Brief:
Would you write out all of the data exactly as it appears below?

Region pointing data
════════════════════

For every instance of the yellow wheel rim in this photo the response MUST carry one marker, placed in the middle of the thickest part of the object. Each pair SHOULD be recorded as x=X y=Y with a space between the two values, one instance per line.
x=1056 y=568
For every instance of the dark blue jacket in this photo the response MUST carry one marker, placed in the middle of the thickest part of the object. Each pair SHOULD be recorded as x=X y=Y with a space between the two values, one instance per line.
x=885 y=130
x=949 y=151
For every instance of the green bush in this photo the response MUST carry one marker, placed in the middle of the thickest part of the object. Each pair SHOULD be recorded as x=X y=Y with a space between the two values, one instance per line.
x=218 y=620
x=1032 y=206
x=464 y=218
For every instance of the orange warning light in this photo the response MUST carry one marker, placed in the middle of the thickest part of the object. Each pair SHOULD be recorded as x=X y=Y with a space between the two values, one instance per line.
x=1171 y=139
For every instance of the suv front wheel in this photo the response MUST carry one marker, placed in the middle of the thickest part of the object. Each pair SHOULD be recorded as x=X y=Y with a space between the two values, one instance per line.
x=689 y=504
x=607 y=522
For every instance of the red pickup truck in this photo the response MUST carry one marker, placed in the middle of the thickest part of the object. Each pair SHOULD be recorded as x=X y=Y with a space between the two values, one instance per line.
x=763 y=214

════════════════════

Written response:
For every instance of the yellow wheel rim in this photo the response MUST carry one marker, placed in the middle of the thickest part of the object. Each pair SHOULD be recorded as x=X y=Y with a space between the two values, one instance per line.
x=1056 y=568
For every instance of the dark blue jacket in this photo the response MUST carry one marker, placed in the middle of the thickest part of the object. Each pair SHOULD be recorded as x=X y=Y with a space between the two values, one instance per line.
x=885 y=130
x=949 y=151
For every instance of the green bush in this photo the response MUST carry one marker, placed in the middle of the thickest part of the object. Each pair SHOULD be recorded as x=X y=Y with a space between the two values, one instance per line.
x=218 y=620
x=1032 y=206
x=464 y=218
For every instance of the orange warning light in this photo the response MUST carry one marker, placed in the middle of the thickest part of the object. Each pair SHOULD be recorded as x=X y=Y with a space between the two values, one instance per line.
x=1171 y=139
For every instance of the suv front wheel in this photo the response MUST carry one marker, placed in the middle of the thickest part of the object. Each pair SHOULD be recorded as x=X y=Y with a space between the two values, one instance per line.
x=689 y=504
x=607 y=522
For every instance of the red pickup truck in this photo the response MUST carry one marker, placed in the middle of the thickest part of the object. Each pair SHOULD be recorded as x=X y=Y with a space between the two values, one instance per line.
x=763 y=214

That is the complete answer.